Write out every entry exactly as it stands.

Available records =>
────────────────────────────────────────
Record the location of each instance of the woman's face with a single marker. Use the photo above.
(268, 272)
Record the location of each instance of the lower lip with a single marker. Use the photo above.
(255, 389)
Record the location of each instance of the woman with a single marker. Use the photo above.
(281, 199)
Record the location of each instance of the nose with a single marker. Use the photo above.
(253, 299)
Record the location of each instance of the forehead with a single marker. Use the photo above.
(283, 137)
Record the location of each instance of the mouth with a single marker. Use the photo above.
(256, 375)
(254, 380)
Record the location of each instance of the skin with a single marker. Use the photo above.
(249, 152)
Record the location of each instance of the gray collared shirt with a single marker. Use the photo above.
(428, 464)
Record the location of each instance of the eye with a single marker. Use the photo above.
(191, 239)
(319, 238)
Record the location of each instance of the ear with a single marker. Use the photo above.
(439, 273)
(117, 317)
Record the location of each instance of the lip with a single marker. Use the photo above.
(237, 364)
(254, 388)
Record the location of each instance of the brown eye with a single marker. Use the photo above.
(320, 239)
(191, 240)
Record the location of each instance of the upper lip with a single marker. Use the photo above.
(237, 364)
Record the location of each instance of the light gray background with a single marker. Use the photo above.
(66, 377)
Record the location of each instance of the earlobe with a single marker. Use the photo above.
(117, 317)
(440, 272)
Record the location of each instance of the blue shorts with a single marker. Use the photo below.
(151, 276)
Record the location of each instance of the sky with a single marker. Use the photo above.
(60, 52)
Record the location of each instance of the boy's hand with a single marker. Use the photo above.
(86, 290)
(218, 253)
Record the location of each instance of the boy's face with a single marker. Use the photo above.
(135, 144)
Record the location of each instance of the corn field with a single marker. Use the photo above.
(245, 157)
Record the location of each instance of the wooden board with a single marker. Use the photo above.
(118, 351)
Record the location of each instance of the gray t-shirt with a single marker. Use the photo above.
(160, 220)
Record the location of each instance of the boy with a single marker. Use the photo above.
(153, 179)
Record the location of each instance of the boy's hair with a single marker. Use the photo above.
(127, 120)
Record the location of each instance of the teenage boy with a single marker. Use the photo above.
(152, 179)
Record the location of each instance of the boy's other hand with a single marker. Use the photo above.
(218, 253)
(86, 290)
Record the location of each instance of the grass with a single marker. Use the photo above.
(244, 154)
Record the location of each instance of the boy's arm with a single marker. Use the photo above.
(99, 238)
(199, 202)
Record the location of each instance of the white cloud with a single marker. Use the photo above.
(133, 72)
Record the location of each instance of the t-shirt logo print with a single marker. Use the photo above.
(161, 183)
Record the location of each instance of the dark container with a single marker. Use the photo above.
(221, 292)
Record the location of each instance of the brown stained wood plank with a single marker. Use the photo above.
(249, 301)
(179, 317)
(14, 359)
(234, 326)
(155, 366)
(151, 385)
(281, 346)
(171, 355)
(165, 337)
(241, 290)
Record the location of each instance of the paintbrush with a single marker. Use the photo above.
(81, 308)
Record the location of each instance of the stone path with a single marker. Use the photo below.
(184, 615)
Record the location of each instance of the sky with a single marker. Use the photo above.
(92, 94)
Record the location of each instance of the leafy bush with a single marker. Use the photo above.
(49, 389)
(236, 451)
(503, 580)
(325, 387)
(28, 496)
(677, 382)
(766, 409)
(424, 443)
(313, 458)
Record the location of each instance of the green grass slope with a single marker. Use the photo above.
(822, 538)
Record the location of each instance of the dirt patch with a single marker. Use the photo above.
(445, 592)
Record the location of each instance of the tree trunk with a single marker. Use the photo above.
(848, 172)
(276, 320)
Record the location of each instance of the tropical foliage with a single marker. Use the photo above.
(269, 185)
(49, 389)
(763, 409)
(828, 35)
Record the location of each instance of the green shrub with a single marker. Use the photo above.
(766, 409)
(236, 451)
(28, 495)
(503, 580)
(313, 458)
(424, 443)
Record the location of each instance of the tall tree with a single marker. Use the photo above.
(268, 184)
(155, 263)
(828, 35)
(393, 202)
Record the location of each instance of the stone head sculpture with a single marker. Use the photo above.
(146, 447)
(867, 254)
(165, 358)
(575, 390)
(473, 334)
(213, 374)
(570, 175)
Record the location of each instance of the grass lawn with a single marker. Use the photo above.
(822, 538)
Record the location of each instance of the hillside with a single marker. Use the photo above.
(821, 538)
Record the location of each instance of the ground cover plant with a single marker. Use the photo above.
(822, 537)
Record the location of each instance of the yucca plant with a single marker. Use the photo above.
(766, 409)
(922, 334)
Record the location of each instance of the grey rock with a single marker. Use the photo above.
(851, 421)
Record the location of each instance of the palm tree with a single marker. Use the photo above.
────────────────────────────────────────
Result of the exercise =>
Record the location of each instance of the woman's face with a single marker. Use the photo above.
(268, 272)
Record the location of each instance of the lower lip with a single marker. Use the photo above.
(255, 389)
Record the location of each instance of the woman with a single marker. Use the photo above.
(281, 199)
Record the location of each instance of the nose with a single marker. Use the photo above.
(253, 299)
Record the location of each instance of the forehead with a single marker. Use the photo above.
(283, 137)
Record the location of each instance of the mouth with a single marker. Use the photo above.
(256, 375)
(254, 380)
Record the location of each instance of the skin with a single marker. Use the photo above.
(249, 152)
Record the location of each instance of the gray collared shirt with a single marker. Use the photo above.
(428, 464)
Record the location of each instance of the eye with a single marker. Use the photo above.
(191, 239)
(319, 238)
Record the location of each instance of the ear with a single marker. Use the photo above.
(439, 273)
(117, 317)
Record the location of each instance of the lip with a single marker. Use the photo above.
(237, 364)
(254, 388)
Record the location of each instance of the brown eye with a single marker. Use the photo above.
(320, 239)
(191, 240)
Record the location of each instance of the upper lip with a single marker. Use the photo above.
(237, 364)
Record the location of each instance of the light gray background with a single marker. Use the photo above.
(66, 377)
Record the location of each instance of the earlobe with a single marker. Use the photo above.
(117, 317)
(440, 272)
Record the location of each instance of the blue shorts with a single marker. Use the photo below.
(151, 276)
Record the location of each instance of the sky with a single marker. Use the photo above.
(60, 52)
Record the location of each instance of the boy's hand with a single marker. Use the photo above.
(86, 290)
(218, 253)
Record the location of each instance of the boy's face with a single marker. Use the photo above.
(135, 144)
Record the location of each instance of the corn field with a single marker. Use the photo above.
(245, 157)
Record the location of each instance of the wooden board with a single marker. Use the photo above.
(118, 351)
Record the location of each instance of the gray t-shirt with a single marker. Use the photo above.
(160, 220)
Record the location of each instance of the boy with a single marker. Use the photo above.
(153, 179)
Record the location of each instance of the boy's hair with a single marker. Use the photo above.
(127, 120)
Record the location of each instance of the teenage boy with a single marker. Use the photo above.
(152, 179)
Record the location of each instance of the boy's other hand with a single marker. Use the photo above.
(218, 253)
(86, 290)
Record the location of each instance of the grass with a single marker. Use the photo above.
(244, 154)
Record the location of each instance of the boy's arm with a single marker. Use the photo above.
(99, 238)
(199, 202)
Record the location of each instance of the white cloud with a single marker. Use the photo above.
(133, 72)
Record the location of each instance of the t-shirt logo print with a single marker. Use the photo above.
(161, 183)
Record the location of each instance of the dark container with a single marker. Use the photo above.
(221, 292)
Record the location of each instance of the brown stained wood plank with a single marker. Use the photo above.
(249, 301)
(179, 317)
(14, 359)
(234, 326)
(155, 366)
(151, 385)
(281, 346)
(171, 355)
(165, 337)
(241, 290)
Record the location of each instance of the paintbrush with a single marker. Use the photo above.
(81, 308)
Record the location of each instance of the stone path with a single marker. Use the photo below.
(184, 615)
Record the location of each instance of the sky with a single marker. Use the photo above.
(92, 94)
Record the location of each instance of the leafy bush with a single marker. Use the photo above.
(49, 389)
(236, 451)
(503, 580)
(325, 387)
(28, 496)
(677, 382)
(766, 409)
(424, 443)
(313, 458)
Record the location of each instance of the green grass slope with a single marker. Use the photo above.
(822, 538)
Record the location of each instance of the dirt patch with a single marker. Use the photo above.
(445, 592)
Record the location of each instance of the tree trunk with a single marker. Use the photo above.
(848, 172)
(276, 320)
Record the location of each instance of the tropical foliage with a single marker. Use the photo above.
(269, 185)
(49, 389)
(763, 409)
(828, 35)
Record the location of each instance of the green shrub with a single marker. Use the photo above.
(766, 409)
(236, 451)
(28, 495)
(503, 580)
(313, 458)
(424, 443)
Record the location of each instance of the tall tree with a single marker. Use the photo above.
(268, 184)
(155, 263)
(828, 35)
(393, 202)
Record the location of each instance of the stone head sculpture with a single marker. Use the photo above.
(146, 447)
(867, 254)
(165, 358)
(575, 390)
(473, 334)
(213, 374)
(570, 175)
Record the location of each instance of the grass lawn with a single marker. Use the photo above.
(822, 538)
Record the location of each instance of the hillside with a single marker. Use the photo above.
(821, 538)
Record the location of each instance of the ground cover plant with a single marker. Use the photo above.
(822, 537)
Record the location of each instance of the yucca plant with a single marker. Use the photo above.
(766, 409)
(922, 334)
Record the location of each instance of the grey rock with a single marker. Use the photo above.
(851, 421)
Record the location of each instance of the palm tree with a single marker. Use the photo above.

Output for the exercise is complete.